Given task.
In the records below, swap every occurrence of "instance" for "object", keep everything else unchanged, and leave the pictures out of your copy.

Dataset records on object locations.
((
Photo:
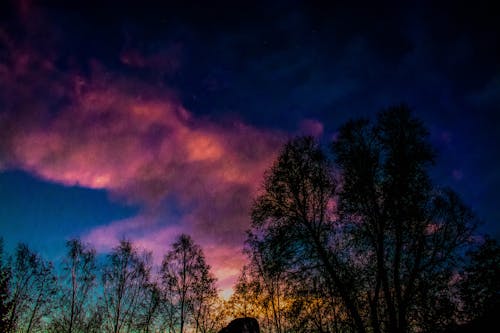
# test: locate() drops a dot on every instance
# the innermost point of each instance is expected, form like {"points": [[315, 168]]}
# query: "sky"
{"points": [[144, 121]]}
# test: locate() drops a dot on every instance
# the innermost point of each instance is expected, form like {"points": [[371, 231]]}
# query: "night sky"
))
Output for this task.
Photo:
# test: locate() drops a dot on every object
# the innermost point of each object is expected, form like {"points": [[315, 168]]}
# query: "sky"
{"points": [[144, 121]]}
# test: locate() drops a dot on every object
# the innermost point of each object is expected, form like {"points": [[371, 231]]}
# query: "night sky"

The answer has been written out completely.